What do the lines say from the one containing "Where can you find the distant canoe?" to the end of the records? Restate them word for word, and only those.

• Records provided:

━━━━

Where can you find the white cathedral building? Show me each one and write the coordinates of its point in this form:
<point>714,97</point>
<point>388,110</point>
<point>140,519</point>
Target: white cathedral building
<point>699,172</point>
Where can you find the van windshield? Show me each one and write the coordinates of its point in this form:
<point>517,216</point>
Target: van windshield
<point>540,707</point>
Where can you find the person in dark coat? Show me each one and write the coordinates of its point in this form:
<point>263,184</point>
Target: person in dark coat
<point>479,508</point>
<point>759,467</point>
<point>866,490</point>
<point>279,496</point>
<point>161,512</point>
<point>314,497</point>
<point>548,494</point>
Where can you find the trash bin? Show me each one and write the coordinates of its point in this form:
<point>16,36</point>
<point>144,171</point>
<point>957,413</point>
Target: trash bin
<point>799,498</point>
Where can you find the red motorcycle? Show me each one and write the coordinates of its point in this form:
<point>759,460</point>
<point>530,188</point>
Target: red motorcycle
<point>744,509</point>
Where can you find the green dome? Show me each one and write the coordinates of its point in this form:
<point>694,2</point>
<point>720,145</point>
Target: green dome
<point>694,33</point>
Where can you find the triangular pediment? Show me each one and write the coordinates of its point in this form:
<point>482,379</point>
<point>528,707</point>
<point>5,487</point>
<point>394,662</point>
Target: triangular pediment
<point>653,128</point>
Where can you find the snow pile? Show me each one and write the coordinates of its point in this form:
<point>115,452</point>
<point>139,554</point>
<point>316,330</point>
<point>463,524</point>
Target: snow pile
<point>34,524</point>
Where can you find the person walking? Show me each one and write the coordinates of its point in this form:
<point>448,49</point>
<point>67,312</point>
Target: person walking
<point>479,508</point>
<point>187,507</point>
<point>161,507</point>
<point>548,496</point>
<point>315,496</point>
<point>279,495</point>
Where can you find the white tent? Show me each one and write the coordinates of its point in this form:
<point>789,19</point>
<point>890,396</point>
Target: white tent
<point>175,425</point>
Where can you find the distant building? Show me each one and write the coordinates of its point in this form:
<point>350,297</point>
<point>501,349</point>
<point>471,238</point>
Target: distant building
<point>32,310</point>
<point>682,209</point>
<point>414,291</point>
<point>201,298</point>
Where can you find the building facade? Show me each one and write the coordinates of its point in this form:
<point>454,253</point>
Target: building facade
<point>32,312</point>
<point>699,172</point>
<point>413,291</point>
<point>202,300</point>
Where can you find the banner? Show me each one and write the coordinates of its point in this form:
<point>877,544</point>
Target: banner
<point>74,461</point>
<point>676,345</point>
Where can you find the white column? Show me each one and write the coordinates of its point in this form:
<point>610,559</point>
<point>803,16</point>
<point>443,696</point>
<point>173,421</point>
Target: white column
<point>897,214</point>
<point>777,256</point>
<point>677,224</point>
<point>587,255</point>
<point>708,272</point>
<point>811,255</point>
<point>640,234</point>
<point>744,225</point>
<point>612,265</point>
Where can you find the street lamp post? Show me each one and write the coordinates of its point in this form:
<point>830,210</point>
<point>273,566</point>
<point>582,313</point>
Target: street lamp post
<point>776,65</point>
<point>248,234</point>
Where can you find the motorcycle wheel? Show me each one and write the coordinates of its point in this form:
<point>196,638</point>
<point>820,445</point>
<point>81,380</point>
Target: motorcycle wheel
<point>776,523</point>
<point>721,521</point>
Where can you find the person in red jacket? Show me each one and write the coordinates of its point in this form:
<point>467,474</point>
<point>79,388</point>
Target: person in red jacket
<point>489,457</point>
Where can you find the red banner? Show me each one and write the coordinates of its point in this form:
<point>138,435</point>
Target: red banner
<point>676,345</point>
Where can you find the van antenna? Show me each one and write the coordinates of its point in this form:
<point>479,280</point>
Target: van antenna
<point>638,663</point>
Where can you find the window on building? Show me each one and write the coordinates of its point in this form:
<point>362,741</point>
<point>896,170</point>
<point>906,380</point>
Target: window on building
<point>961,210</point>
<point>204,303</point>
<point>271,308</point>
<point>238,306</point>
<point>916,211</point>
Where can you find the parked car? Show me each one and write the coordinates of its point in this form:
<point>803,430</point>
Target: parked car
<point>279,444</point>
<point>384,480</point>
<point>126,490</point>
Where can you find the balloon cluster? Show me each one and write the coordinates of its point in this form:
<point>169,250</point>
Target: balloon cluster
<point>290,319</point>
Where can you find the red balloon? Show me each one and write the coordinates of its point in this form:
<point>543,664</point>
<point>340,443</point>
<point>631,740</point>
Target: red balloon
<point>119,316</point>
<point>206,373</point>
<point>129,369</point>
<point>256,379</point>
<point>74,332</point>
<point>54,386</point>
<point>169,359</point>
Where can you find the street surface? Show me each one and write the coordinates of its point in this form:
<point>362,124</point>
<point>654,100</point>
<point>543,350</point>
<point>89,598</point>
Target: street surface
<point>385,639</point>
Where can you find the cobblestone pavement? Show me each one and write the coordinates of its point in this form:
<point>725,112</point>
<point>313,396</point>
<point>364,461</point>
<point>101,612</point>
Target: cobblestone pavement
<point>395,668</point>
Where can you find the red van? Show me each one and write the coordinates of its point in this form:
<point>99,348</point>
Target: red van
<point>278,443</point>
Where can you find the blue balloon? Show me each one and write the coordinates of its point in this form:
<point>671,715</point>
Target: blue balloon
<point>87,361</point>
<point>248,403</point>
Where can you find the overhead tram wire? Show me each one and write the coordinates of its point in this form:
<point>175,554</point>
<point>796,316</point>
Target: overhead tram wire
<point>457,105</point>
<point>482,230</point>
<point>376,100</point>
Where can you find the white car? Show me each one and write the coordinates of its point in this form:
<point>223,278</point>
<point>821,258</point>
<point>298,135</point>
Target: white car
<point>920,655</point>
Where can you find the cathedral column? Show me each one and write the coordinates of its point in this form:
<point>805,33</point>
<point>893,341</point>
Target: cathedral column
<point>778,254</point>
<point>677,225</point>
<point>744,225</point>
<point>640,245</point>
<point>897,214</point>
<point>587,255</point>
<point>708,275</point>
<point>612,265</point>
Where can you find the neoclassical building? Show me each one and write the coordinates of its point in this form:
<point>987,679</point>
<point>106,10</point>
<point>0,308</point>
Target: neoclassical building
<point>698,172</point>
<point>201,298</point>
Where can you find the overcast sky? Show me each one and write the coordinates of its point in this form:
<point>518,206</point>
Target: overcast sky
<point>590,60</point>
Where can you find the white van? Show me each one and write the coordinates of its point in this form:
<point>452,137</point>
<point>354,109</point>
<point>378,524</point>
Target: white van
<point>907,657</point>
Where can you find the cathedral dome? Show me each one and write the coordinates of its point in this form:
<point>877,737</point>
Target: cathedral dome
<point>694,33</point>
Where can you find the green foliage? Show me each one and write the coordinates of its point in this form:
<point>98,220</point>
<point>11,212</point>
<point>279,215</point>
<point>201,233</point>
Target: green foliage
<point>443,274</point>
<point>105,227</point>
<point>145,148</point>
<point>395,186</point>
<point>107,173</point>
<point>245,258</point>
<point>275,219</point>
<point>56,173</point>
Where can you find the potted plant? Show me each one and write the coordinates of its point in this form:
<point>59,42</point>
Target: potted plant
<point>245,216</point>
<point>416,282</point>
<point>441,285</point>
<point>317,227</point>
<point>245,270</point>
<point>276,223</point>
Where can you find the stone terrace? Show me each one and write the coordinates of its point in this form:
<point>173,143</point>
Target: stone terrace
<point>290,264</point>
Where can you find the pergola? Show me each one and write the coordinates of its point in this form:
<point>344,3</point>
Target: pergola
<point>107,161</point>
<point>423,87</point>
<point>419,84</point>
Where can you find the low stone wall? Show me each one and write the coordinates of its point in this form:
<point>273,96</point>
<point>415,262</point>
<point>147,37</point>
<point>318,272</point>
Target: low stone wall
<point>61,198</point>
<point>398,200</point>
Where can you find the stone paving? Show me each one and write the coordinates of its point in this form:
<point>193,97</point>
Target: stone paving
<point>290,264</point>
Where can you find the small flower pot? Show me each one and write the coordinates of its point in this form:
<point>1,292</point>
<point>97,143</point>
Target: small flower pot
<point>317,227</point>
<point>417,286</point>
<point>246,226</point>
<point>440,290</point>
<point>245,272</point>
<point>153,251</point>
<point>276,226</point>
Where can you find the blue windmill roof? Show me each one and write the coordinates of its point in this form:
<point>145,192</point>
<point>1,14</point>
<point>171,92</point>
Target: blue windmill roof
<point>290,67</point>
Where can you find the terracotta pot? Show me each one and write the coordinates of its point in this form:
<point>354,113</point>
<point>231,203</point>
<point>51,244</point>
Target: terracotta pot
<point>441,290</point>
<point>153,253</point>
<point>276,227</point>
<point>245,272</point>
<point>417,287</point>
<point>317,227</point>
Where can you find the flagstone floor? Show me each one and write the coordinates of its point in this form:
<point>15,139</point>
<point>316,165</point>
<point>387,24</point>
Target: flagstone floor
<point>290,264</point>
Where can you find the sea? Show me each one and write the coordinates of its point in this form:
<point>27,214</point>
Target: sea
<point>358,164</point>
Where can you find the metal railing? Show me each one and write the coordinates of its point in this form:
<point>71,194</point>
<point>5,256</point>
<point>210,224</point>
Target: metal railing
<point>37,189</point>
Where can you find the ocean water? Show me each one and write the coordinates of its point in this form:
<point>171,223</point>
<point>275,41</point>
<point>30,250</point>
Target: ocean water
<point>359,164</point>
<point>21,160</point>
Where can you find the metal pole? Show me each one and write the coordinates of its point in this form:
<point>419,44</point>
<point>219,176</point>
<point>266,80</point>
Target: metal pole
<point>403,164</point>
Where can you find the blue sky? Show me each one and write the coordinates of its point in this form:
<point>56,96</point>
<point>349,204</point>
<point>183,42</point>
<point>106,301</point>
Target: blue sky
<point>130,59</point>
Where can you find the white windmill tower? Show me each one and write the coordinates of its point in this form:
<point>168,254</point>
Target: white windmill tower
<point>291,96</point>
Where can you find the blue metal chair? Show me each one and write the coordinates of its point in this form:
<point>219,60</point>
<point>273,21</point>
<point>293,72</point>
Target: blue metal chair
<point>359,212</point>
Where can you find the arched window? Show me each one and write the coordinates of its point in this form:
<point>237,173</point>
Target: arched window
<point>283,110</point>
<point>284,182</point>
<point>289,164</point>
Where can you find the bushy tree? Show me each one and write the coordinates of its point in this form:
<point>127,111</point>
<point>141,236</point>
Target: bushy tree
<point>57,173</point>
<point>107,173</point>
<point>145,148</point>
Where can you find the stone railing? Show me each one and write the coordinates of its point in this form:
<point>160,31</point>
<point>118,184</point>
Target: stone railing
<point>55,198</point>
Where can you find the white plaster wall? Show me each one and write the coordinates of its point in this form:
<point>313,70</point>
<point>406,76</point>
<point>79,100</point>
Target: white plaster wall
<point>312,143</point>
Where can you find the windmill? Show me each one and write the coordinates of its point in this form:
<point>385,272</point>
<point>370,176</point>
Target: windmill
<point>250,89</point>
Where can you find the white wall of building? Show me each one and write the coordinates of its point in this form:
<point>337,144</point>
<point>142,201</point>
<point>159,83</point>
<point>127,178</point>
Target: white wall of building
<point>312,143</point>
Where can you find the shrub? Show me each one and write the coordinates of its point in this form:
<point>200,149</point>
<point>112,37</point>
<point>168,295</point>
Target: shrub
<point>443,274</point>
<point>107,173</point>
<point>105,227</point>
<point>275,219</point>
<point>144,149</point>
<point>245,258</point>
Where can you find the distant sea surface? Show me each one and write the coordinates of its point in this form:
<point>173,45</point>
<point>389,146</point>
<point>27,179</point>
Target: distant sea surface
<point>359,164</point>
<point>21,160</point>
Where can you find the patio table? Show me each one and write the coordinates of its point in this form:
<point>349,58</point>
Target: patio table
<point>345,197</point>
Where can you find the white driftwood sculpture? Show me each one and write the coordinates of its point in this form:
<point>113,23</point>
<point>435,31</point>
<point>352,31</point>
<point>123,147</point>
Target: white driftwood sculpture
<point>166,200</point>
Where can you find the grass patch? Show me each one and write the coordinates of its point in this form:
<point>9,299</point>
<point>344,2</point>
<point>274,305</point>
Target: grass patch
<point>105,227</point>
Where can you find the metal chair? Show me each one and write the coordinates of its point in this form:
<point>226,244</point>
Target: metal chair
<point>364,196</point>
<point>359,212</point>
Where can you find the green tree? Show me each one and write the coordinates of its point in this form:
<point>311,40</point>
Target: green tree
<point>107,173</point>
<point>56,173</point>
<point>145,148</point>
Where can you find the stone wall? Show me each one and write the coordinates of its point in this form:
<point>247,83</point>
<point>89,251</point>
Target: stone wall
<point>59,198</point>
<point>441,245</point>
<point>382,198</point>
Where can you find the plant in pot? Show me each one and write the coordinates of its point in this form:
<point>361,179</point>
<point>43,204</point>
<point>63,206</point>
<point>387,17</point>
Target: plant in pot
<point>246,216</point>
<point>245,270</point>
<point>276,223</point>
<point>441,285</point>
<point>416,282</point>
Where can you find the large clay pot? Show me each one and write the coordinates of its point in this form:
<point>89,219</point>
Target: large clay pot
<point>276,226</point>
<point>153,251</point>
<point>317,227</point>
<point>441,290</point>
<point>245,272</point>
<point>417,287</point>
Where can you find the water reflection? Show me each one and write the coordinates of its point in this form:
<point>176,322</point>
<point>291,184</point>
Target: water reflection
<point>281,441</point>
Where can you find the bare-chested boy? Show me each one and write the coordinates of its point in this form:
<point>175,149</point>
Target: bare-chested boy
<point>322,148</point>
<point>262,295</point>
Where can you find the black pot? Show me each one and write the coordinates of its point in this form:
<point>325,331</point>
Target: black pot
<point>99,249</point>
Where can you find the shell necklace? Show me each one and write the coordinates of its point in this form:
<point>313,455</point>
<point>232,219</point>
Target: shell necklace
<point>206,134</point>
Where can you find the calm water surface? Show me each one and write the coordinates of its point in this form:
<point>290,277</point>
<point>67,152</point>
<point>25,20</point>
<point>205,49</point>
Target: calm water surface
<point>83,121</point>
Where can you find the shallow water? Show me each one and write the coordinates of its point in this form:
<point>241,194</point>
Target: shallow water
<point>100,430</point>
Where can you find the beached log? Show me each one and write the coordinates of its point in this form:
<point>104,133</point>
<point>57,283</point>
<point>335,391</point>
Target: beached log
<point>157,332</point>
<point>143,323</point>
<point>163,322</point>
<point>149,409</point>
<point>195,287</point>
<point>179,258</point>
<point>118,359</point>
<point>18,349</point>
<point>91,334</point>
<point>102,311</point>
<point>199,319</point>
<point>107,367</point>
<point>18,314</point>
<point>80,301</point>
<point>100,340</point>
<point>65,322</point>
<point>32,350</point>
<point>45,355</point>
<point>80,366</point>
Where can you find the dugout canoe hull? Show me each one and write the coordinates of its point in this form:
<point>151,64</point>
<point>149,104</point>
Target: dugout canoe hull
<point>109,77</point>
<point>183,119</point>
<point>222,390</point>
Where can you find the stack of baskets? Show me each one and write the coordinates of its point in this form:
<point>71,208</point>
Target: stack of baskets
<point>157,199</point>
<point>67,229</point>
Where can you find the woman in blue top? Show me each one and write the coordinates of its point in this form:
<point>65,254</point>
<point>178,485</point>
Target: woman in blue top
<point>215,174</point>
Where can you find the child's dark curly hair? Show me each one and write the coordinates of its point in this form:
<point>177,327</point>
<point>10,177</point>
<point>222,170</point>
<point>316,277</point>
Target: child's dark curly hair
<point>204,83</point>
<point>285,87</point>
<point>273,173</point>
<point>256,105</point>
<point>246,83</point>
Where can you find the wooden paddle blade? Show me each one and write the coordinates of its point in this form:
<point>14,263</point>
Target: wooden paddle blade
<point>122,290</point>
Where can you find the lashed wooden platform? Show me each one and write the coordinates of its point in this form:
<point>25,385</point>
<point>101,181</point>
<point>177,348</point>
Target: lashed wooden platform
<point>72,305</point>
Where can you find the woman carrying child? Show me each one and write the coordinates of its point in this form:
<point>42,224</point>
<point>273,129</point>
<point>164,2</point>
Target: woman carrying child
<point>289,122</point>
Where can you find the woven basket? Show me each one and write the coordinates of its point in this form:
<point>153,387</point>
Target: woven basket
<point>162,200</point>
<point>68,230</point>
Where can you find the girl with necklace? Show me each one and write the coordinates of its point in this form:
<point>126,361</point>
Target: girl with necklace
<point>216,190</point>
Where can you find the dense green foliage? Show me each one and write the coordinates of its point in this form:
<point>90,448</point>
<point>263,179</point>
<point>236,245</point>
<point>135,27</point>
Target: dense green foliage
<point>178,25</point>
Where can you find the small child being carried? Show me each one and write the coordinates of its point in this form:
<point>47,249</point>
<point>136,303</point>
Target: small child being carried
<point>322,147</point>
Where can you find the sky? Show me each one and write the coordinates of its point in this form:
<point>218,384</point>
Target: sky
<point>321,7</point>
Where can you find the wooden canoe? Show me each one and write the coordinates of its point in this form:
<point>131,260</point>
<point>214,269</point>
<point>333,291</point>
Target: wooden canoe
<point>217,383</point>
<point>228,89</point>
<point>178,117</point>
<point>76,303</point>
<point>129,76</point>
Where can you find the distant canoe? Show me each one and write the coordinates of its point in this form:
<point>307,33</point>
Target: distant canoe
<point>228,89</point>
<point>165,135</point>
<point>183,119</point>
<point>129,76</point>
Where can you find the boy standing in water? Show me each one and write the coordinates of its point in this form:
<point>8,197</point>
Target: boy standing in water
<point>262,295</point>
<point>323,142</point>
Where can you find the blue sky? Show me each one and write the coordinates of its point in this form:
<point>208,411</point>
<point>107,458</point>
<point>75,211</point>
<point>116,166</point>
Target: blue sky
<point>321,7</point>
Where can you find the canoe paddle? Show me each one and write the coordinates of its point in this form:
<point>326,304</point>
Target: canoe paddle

━━━━

• Expected output:
Where can you find the distant canoe? Show me each one and write the coordinates of its point in this form:
<point>307,33</point>
Target: distant canoe
<point>228,89</point>
<point>165,135</point>
<point>183,119</point>
<point>129,76</point>
Where can you find the boy standing in water? Show me each one and write the coordinates of its point in this form:
<point>8,197</point>
Target: boy standing in water
<point>262,295</point>
<point>323,142</point>
Where can you find the blue sky? Show me each one and write the coordinates of its point in this form:
<point>208,411</point>
<point>107,458</point>
<point>75,211</point>
<point>116,166</point>
Target: blue sky
<point>321,7</point>
Where can you find the canoe paddle? Show me each one and write the coordinates of its point in this form:
<point>326,304</point>
Target: canoe paddle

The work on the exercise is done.